EXERCISE BRIEF:
Exactly the lines from the one that contains "For every instance of the man's hand, the" through the end of the material below are to be output, the first and last included.

LISTED ENTRIES:
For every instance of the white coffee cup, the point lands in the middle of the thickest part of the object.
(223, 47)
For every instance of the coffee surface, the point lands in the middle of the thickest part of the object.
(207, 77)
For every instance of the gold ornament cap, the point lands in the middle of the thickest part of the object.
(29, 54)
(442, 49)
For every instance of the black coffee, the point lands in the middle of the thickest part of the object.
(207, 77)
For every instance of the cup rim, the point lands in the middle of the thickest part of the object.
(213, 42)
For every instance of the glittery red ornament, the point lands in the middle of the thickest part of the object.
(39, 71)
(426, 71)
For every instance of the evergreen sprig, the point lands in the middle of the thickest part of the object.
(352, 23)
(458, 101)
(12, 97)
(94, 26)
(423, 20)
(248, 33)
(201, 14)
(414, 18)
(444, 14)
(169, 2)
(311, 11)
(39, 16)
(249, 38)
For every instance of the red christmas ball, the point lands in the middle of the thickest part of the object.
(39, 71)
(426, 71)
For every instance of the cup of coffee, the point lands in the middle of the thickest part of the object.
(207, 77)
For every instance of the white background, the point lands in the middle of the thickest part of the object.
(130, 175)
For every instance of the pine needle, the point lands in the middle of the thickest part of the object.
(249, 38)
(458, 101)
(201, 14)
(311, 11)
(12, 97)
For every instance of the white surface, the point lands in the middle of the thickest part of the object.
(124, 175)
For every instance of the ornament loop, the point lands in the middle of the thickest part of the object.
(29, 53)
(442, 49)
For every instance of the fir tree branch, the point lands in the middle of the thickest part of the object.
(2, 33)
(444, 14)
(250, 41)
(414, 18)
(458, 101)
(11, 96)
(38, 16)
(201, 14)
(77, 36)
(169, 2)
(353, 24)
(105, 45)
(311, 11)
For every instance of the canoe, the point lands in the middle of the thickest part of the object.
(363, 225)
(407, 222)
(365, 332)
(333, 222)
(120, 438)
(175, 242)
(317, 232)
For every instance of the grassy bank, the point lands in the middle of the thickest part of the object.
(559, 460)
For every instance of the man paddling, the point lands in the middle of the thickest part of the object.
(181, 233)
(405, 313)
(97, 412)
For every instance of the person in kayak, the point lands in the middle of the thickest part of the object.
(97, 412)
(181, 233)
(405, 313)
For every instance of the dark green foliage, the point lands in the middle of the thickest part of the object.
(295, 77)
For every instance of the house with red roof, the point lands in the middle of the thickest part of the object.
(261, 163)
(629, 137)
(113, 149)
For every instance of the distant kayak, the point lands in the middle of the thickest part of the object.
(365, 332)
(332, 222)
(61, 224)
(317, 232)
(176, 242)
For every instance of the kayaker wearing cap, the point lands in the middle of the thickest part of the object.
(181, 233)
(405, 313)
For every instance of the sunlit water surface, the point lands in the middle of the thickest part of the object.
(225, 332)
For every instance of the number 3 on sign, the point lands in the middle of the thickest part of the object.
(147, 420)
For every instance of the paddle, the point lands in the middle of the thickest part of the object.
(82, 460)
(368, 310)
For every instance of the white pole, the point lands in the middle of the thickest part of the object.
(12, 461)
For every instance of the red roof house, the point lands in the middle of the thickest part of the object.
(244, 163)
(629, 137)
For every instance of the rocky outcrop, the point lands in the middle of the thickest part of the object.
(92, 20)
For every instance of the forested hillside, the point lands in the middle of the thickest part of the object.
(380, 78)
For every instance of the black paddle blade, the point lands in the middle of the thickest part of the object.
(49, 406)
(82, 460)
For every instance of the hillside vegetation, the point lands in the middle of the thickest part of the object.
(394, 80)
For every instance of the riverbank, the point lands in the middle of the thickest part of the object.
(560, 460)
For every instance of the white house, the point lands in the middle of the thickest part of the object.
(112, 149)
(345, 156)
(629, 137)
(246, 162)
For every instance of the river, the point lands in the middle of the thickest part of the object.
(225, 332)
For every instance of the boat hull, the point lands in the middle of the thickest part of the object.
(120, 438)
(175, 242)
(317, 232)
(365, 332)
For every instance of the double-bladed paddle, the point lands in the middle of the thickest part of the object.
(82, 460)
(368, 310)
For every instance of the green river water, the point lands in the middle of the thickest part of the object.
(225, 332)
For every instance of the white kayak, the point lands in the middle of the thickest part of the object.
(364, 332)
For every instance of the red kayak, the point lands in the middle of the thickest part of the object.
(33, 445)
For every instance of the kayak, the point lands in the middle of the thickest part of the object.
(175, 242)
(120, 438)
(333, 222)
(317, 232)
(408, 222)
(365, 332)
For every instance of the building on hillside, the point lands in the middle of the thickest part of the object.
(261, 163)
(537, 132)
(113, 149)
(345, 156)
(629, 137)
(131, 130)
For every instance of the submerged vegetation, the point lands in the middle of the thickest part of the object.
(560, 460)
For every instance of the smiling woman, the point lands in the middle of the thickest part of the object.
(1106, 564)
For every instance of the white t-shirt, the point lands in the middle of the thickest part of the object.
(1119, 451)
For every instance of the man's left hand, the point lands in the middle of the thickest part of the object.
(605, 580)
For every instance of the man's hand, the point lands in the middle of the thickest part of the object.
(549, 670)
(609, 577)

COMPLETED EXERCISE:
For every instance of the man's hand, the point lands in the middle of the thickest part of the object.
(549, 670)
(609, 577)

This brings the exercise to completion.